> [TRY IT]:
Set down every entry again exactly as it stands below.

───── EXTRACTED ENTRIES

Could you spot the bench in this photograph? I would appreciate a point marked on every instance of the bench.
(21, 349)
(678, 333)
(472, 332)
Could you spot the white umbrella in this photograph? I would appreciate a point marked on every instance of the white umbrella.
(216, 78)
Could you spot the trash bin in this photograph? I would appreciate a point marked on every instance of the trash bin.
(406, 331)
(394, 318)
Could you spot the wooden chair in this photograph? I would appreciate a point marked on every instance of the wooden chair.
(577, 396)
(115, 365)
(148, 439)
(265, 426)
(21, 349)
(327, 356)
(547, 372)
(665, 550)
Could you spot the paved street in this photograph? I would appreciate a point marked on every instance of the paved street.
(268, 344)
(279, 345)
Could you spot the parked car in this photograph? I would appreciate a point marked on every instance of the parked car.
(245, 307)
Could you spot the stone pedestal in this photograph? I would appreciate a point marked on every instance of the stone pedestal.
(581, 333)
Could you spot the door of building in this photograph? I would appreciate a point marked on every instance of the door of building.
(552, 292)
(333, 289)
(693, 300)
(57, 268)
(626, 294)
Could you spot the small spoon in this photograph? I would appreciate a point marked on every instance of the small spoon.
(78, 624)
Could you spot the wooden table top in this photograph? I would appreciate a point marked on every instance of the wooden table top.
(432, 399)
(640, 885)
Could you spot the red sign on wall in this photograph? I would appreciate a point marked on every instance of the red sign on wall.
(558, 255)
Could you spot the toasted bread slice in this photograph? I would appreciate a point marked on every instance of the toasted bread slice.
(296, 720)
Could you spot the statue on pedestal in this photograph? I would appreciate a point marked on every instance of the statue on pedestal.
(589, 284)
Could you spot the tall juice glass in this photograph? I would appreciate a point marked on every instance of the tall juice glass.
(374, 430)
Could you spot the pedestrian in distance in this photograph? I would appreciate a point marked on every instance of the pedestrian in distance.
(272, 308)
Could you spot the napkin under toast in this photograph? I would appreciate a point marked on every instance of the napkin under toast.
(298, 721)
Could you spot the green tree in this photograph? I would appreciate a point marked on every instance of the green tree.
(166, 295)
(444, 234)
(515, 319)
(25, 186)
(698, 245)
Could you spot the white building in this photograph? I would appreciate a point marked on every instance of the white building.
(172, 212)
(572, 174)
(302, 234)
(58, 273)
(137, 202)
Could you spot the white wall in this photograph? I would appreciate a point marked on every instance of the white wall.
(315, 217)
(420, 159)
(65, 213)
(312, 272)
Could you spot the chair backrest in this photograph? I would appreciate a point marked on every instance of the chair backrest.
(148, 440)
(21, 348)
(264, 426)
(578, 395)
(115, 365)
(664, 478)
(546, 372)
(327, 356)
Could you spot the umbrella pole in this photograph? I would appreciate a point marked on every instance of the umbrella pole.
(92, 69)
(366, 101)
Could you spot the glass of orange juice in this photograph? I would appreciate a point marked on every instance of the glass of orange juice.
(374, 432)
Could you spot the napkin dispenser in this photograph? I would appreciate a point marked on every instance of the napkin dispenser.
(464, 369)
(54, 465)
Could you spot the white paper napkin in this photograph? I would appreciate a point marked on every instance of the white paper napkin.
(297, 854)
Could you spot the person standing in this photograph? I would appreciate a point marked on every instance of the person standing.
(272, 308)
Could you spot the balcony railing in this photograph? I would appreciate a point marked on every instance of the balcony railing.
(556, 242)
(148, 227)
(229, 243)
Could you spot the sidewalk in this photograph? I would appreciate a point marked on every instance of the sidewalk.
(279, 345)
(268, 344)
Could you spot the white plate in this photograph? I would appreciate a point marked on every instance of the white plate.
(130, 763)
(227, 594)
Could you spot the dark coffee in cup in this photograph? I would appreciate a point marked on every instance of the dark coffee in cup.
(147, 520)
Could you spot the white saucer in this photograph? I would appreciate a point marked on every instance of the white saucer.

──────────

> [TASK OUTPUT]:
Could you spot the bench in this photograph? I would appreciate a point marked on every instance of the bench.
(21, 349)
(678, 333)
(472, 332)
Could you spot the white umbrella in this photograph? I would appreciate a point marked on every instance of the white umbrella.
(216, 78)
Could you spot the trash bin in this photograph? I would appreciate a point marked on every instance of the trash bin.
(406, 331)
(394, 318)
Could you spot the wooden chair in this photograph? I would appreciate a point marked on every instance of the wooden chair.
(577, 396)
(115, 365)
(148, 439)
(265, 426)
(21, 349)
(327, 356)
(547, 372)
(665, 550)
Could you spot the paved street in this photograph? I would appreciate a point marked on every instance of the paved street.
(268, 344)
(279, 345)
Could you spot the parked car in this photograph? I would appreciate a point marked on every instance of the parked car.
(245, 307)
Could you spot the stone pedestal in this photograph? I would appreciate a point marked on every instance of the stone pedestal.
(581, 333)
Could you spot the door of building in this photograph? I would appreciate a point marked on every instance of the door of building.
(552, 292)
(333, 289)
(693, 300)
(57, 268)
(626, 294)
Could you spot the small spoon in this photograph? I would appreciate a point marked on every instance of the small spoon.
(78, 624)
Could you spot the wooden table top in this photograph? I would appreciate a point marked on every instance of the wooden table top.
(432, 399)
(640, 885)
Could you spot the red sign on wall in this photograph? I would appreciate a point marked on every instance of the red sign on wall.
(558, 255)
Could you spot the toasted bread slice in this photograph? I would appreciate a point marked on every instance of the toasted bread slice.
(296, 720)
Could you spot the statue on pedestal in this photograph? I would appreciate a point marked on every instance of the statue on pedestal.
(589, 284)
Could you spot the tall juice glass in this photograph? I would appreciate a point marked on every instance of the tall juice glass.
(374, 430)
Could you spot the pedestrian in distance in this photograph? I would appreciate a point marked on every instance of the pedestrian in distance.
(272, 308)
Could you spot the napkin under toast in this photograph? I would appreciate a point marked on every instance of the napkin under toast.
(298, 721)
Could you spot the green tree in this photograph? I would appreciate a point marked on every instance of the green tree.
(166, 295)
(444, 234)
(515, 319)
(25, 186)
(698, 245)
Could you spot the white building in this photograph? I would appreciate a point marked on every instance of the white building.
(172, 212)
(572, 174)
(302, 234)
(58, 273)
(137, 202)
Could you spot the white wall in this photograph? I would appreciate a point marked on every instance of the white wall.
(315, 217)
(420, 159)
(65, 213)
(312, 272)
Could you spot the chair backrest in this photograph? I would appreciate a point marked on every instance of the chair backrest.
(148, 440)
(21, 348)
(264, 426)
(578, 395)
(115, 365)
(664, 478)
(546, 372)
(327, 356)
Could you spot the umbrella pole in this photograph? I would appreciate a point marked on every instance of the umbrella pole.
(92, 69)
(366, 101)
Could you spot the glass of orange juice in this photograph? I would appreciate a point marked on every instance of the glass of orange juice.
(374, 432)
Could you spot the napkin dispenser in this photograph? I would appreciate a point marked on every instance of the napkin dispenser.
(464, 369)
(54, 465)
Could you spot the white paper napkin in this photograph? I would appreciate a point marked on every instance of the white paper napkin.
(297, 854)
Could you spot the person standing in this photograph? I would appreciate a point marked on every instance of the person standing.
(272, 308)
Could you spot the balcony railing in this photograph? I would appreciate a point marked on every instance of the balcony railing.
(556, 242)
(148, 227)
(229, 243)
Could you spot the sidewalk in this photograph? I would appreciate a point marked on every instance of the sidewalk.
(279, 345)
(268, 344)
Could you spot the white plate in this photograph? I would appreciate a point marked on every instance of the white plate.
(130, 763)
(227, 594)
Could you spot the dark coffee in cup in this photograph? I would appreciate a point marked on every instance of the dark coffee in cup.
(147, 520)
Could you spot the white saucer in this photograph? I would appreciate a point marked on every instance of the white saucer.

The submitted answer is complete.